TEXTE PRÉSENTÉ:
┄┄┄┄┄┄┄┄┄┄

A travers les décennies, les doublages sont améliorés, des disques relatant l’histoire du film sont édités, les voix des acteurs sont réenregistrées. En 1981, Dumbo devient le premier long-métrage d’animation de Disney à sortir en vidéo. Et à cette occasion, un nouveau doublage français a été réalisé et édité en 1984. D’ailleurs, connaissez-vous les doubleurs qui ont prêté leurs voix à cette seconde édition ?

  • Timothée : Roger Carel (la voix de C-3PO, Jiminy Cricket, le chat de Chester dans Alice au Pays des Merveilles ou Winnie L’Ourson, ou encore Astérix …)
  • La Cigogne : Jacques Ferrière (la voix de Zéphyr dans Babar en 1989 ou Monsieur Patate dans Toy Story)
  • Jim Corbeau : Jacques Balutin (la voix de Kay dans Merlin l’enchanteur, Tournevis dans Astérix et Cléopâtre ou Zig-Zag dans Toy Story)

Critique de Dumbo

Pour Jonh Grant, Dumbo est un film « pas cher mais brillant grâce à sa qualité artistique » mais il n’a pas « la richesse de Blanche Neige, Pinocchio ou Bambi ». Simple et pourtant charmant, Dumbo a su surtout toucher les cordes sensibles pour les émotions qu’il partageait, plus que pour sa technique graphique. Mais comme toute critique, il faut savoir se pencher sur tous les aspects de sa production, en commençant par le scénario.

Une histoire sensible et bien rythmée

L’histoire n’a véritablement rien de magique, comparée à ce que l’on connaît de l’univers de Walt Disney. C’est l’aventure d’un petit éléphanteau né difforme, mais avec une volonté d’être heureux avec sa maman et dans le monde où il évolue. Pourtant, il représente des valeurs que l’on connaît bien : l’acceptation de la différence et ne pas avoir peur de nos propres choix. Petit canard transformé en véritable avion vivant, Dumbo incarne toute l’insouciance de l’univers dans un contexte réellement noir.

Par ailleurs, si vous regardez le long-métrage d’un peu plus près et donc le rythme avec lequel s’enchaînent les événements, vous comprendrez alors que Dumbo a été produit à l’instar d’une rédaction de nouvelles avec des règles strictes : la présentation du personnage, l’élément perturbateur que sont les oreilles, la séparation avec sa mère, l’humiliation de l’éléphant et enfin, la chute : sa capacité à voler. C’est court, net, saccadé même. Mais c’est dans ce rythme que l’histoire n’en est que plus appréciée et nous donnerait envie même de le revoir avec plus de lenteur, pour mieux l’apprécier.

┄┄┄┄┄┄┄┄┄┄

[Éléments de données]
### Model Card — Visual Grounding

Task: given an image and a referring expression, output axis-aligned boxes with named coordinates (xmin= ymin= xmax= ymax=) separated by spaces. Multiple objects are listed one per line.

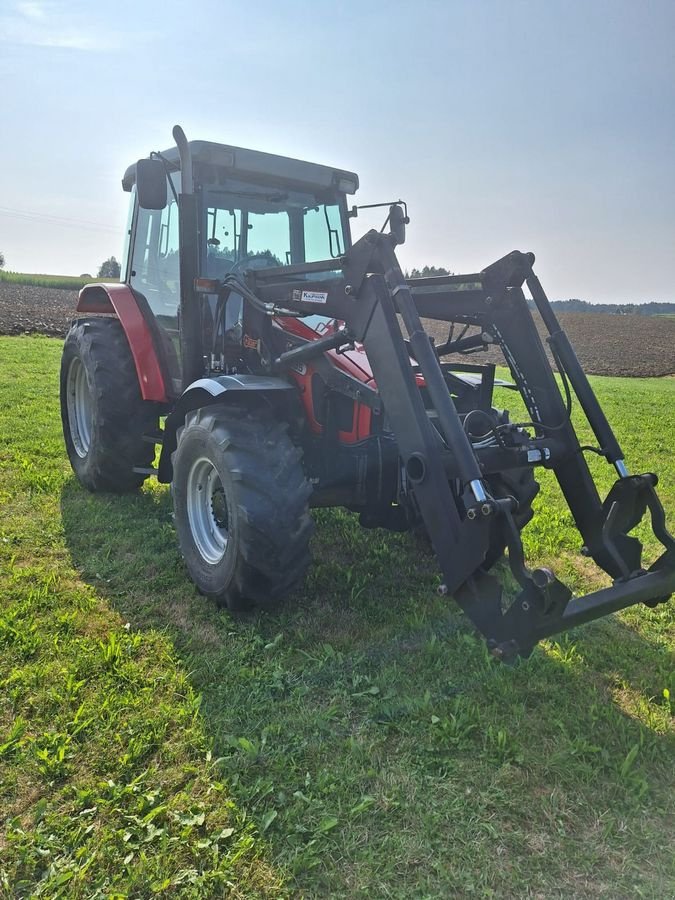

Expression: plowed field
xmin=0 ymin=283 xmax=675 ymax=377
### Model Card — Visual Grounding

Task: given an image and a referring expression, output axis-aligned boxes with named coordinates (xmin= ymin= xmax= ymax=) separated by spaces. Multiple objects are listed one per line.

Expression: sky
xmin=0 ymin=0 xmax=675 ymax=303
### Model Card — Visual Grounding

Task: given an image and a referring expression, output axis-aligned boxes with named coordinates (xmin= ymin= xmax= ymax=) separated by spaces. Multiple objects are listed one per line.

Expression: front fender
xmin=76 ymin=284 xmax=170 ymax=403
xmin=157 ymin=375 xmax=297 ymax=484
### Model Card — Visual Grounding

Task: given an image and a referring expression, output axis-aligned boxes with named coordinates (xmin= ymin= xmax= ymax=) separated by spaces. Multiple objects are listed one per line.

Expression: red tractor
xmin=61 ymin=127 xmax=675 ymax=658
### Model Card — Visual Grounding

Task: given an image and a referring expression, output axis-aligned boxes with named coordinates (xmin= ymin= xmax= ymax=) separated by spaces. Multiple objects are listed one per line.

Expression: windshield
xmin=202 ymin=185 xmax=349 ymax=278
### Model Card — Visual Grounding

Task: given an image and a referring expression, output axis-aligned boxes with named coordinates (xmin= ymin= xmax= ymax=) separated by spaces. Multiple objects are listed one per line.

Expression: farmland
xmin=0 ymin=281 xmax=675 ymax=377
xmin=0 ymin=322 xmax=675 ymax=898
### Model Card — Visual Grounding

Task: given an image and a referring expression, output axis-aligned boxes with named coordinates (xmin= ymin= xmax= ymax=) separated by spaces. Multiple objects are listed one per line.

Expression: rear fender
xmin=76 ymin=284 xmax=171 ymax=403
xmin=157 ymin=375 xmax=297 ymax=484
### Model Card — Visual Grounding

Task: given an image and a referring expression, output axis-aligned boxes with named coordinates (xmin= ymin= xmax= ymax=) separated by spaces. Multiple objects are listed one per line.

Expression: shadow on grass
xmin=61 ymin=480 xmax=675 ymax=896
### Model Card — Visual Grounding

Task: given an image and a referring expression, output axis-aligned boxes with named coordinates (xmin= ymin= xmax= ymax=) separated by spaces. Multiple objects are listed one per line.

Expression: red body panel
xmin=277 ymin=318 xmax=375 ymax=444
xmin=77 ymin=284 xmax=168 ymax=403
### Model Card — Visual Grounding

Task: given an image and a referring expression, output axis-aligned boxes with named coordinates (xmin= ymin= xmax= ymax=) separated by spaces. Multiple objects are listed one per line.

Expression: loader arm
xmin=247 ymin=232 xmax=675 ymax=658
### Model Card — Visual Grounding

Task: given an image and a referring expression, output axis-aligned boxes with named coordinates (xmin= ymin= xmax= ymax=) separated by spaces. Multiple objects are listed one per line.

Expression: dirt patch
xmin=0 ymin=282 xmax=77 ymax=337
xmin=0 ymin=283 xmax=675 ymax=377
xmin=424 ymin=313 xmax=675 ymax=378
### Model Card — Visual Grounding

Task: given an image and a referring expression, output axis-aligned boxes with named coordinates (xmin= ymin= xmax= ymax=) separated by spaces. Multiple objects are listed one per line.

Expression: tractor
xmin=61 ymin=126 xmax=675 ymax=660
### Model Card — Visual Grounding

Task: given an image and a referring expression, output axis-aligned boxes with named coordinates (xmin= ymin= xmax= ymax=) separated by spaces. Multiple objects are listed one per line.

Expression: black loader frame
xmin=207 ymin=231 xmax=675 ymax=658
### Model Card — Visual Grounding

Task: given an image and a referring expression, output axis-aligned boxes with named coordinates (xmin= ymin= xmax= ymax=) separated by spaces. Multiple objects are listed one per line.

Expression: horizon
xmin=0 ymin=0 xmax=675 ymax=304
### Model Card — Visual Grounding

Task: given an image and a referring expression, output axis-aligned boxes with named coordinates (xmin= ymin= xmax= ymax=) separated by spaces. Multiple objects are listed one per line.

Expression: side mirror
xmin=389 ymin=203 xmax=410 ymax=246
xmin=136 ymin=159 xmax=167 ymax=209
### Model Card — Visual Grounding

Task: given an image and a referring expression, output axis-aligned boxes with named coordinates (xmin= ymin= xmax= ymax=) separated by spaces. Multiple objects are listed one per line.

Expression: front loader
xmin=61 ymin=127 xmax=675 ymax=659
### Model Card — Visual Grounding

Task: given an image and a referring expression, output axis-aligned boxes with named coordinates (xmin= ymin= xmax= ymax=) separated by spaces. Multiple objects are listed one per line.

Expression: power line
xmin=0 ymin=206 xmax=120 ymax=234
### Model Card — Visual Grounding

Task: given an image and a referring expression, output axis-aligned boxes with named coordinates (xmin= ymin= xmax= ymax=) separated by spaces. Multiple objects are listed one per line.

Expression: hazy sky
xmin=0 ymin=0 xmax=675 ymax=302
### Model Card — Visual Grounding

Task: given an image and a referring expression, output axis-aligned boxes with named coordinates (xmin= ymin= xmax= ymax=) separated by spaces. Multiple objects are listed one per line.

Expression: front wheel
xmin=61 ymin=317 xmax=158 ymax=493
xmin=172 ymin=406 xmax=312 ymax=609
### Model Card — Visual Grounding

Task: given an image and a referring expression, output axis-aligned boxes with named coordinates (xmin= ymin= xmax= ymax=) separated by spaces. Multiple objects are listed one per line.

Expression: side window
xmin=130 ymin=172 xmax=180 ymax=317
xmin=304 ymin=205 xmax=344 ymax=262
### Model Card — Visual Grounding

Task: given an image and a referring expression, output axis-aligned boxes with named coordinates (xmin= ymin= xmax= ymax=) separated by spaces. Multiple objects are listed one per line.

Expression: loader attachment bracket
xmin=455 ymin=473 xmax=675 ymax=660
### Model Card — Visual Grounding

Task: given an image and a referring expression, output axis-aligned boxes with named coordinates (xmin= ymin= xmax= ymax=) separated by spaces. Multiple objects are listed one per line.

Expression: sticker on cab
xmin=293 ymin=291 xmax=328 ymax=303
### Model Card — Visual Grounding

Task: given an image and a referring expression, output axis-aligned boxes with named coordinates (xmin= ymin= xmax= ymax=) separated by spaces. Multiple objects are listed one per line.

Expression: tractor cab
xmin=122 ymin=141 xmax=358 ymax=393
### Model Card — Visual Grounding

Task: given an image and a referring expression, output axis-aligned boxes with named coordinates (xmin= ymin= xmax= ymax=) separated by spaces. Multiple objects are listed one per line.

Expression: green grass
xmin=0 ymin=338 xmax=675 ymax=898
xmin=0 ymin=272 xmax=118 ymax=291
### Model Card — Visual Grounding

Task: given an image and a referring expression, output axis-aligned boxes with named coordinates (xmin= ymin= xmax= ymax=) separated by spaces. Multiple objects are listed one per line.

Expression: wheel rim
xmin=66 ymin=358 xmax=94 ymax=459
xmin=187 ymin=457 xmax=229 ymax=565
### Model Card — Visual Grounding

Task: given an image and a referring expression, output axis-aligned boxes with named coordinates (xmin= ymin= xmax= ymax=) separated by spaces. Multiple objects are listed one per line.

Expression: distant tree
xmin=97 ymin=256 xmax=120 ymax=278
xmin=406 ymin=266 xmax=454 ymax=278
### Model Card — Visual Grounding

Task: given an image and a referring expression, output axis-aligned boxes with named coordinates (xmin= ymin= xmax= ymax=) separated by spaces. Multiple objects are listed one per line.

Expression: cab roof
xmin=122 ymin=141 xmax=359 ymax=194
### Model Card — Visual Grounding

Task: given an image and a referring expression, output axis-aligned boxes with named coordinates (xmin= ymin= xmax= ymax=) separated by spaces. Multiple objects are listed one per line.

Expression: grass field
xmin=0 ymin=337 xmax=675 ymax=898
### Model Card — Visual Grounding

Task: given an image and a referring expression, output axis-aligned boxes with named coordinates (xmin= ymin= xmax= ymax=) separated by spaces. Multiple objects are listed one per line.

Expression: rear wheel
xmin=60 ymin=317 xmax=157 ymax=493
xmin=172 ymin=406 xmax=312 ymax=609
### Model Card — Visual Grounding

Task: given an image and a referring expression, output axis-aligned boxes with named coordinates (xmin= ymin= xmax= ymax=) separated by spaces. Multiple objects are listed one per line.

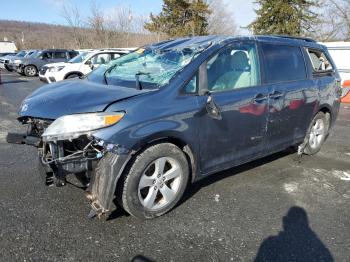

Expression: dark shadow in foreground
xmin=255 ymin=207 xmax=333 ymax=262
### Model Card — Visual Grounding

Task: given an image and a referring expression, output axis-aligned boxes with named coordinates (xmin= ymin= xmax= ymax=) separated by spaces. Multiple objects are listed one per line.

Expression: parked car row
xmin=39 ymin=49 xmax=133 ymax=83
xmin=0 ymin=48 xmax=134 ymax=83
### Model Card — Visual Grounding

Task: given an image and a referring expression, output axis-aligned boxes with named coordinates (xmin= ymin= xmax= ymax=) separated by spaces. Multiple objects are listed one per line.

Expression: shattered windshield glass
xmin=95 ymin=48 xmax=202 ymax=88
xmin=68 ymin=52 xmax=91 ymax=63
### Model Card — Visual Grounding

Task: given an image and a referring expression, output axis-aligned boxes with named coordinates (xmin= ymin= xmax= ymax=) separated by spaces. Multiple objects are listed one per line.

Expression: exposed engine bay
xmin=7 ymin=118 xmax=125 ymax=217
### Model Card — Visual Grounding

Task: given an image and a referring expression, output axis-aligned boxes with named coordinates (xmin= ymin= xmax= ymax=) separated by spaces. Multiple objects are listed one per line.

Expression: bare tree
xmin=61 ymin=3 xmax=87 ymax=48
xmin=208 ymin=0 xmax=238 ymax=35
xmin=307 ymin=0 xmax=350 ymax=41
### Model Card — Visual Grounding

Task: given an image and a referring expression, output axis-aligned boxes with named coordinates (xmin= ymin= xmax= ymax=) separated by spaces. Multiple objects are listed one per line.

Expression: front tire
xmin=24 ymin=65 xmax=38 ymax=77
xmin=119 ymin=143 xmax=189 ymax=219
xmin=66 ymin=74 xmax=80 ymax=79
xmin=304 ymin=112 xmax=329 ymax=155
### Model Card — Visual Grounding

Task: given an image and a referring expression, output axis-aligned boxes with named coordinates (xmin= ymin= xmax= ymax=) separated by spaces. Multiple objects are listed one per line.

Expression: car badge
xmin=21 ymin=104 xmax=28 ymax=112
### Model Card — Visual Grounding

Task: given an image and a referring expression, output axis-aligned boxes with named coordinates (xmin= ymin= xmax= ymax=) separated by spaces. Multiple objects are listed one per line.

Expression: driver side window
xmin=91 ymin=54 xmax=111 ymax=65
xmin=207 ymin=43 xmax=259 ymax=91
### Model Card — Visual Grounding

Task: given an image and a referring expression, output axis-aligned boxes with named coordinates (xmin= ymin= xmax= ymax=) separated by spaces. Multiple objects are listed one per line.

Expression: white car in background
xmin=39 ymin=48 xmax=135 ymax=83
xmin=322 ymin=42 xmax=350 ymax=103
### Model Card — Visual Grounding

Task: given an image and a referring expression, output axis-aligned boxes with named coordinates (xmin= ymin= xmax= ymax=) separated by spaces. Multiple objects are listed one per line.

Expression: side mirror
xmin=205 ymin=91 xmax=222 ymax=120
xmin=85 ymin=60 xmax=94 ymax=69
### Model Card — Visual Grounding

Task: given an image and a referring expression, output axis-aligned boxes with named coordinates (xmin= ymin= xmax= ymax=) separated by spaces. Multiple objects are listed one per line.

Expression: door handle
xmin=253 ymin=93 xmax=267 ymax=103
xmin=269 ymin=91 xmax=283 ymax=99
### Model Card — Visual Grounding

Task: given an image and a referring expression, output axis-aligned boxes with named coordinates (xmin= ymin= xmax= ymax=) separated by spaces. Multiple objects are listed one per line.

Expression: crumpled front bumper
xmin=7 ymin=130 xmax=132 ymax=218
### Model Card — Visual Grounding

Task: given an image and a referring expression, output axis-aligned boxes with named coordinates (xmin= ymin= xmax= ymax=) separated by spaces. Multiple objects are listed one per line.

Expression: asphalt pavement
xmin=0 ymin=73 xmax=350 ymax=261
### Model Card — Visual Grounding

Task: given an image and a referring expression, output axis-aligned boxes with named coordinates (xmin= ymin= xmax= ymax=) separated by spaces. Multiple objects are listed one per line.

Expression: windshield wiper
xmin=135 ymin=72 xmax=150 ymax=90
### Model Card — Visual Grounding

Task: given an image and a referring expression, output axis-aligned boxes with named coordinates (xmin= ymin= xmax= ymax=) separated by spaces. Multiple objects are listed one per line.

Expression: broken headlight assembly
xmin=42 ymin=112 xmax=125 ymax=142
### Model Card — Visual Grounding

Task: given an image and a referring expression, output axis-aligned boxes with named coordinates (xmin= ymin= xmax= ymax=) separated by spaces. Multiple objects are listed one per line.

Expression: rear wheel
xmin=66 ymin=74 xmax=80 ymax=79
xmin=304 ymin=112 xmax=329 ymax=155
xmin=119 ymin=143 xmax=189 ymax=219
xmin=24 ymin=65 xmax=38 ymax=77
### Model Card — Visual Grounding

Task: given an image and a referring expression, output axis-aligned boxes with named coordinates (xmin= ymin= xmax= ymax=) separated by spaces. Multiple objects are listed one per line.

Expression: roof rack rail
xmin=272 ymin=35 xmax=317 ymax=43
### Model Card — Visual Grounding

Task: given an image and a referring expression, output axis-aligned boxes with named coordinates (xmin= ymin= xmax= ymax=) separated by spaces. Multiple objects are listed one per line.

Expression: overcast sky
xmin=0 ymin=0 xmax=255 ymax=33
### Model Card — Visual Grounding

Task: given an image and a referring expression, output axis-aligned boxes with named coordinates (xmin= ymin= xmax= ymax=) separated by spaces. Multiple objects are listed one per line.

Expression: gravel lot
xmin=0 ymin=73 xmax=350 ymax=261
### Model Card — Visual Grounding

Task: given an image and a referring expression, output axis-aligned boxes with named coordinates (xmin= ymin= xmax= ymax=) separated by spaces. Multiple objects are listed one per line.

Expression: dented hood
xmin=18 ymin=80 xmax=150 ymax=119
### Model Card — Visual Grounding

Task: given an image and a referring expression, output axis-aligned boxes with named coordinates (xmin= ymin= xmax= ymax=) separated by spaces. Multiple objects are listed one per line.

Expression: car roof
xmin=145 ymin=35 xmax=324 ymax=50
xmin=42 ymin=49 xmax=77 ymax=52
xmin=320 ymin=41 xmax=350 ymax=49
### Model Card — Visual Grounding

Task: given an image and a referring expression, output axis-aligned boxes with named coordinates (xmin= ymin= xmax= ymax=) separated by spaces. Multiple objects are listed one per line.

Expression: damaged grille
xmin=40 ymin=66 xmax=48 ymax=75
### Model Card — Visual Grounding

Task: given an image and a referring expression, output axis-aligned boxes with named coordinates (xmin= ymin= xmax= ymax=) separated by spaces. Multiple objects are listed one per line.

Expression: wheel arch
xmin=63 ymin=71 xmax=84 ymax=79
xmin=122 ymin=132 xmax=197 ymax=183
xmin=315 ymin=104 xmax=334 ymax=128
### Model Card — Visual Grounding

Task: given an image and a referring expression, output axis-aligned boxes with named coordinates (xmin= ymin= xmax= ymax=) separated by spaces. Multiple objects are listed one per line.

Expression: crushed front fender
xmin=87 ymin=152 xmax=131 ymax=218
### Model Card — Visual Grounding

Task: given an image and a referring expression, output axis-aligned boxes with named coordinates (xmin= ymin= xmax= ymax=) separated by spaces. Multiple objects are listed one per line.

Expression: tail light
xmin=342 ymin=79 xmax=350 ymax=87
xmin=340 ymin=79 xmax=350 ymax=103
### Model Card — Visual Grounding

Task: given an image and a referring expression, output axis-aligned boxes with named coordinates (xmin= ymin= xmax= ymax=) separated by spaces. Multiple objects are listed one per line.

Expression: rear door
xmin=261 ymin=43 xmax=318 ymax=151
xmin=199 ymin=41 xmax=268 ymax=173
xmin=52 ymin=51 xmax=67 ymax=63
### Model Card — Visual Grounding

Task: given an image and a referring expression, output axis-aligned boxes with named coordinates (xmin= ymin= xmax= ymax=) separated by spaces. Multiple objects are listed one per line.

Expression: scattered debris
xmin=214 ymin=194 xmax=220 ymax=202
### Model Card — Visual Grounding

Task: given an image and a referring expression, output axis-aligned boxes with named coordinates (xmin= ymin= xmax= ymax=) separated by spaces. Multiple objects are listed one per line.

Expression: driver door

┄┄┄┄┄┄┄┄┄┄

EXERCICES:
[a] Énumérez, dans l'ordre où le texte sur Dumbo les présente, les étapes de la construction du récit comparée à la rédaction de nouvelles.
[b] Recopiez le passage du texte sur Dumbo allant de « A travers les » jusqu'à « Patate dans Toy Story) », en substituant « deuxième édition » à « seconde édition ».
[c] Selon le texte sur Dumbo, en quelle année ce film est-il devenu le premier long-métrage d'animation de Disney à sortir en vidéo ?

SOLUTIONS:
[a]
1. La présentation du personnage
2. L'élément perturbateur que sont les oreilles
3. La séparation avec sa mère
4. L'humiliation de l'éléphant
5. La chute : sa capacité à voler

[b]
A travers les décennies, les doublages sont améliorés, des disques relatant l’histoire du film sont édités, les voix des acteurs sont réenregistrées. En 1981, Dumbo devient le premier long-métrage d’animation de Disney à sortir en vidéo. Et à cette occasion, un nouveau doublage français a été réalisé et édité en 1984. D’ailleurs, connaissez-vous les doubleurs qui ont prêté leurs voix à cette deuxième édition ?

  • Timothée : Roger Carel (la voix de C-3PO, Jiminy Cricket, le chat de Chester dans Alice au Pays des Merveilles ou Winnie L’Ourson, ou encore Astérix …)
  • La Cigogne : Jacques Ferrière (la voix de Zéphyr dans Babar en 1989 ou Monsieur Patate dans Toy Story)

[c] En 1981.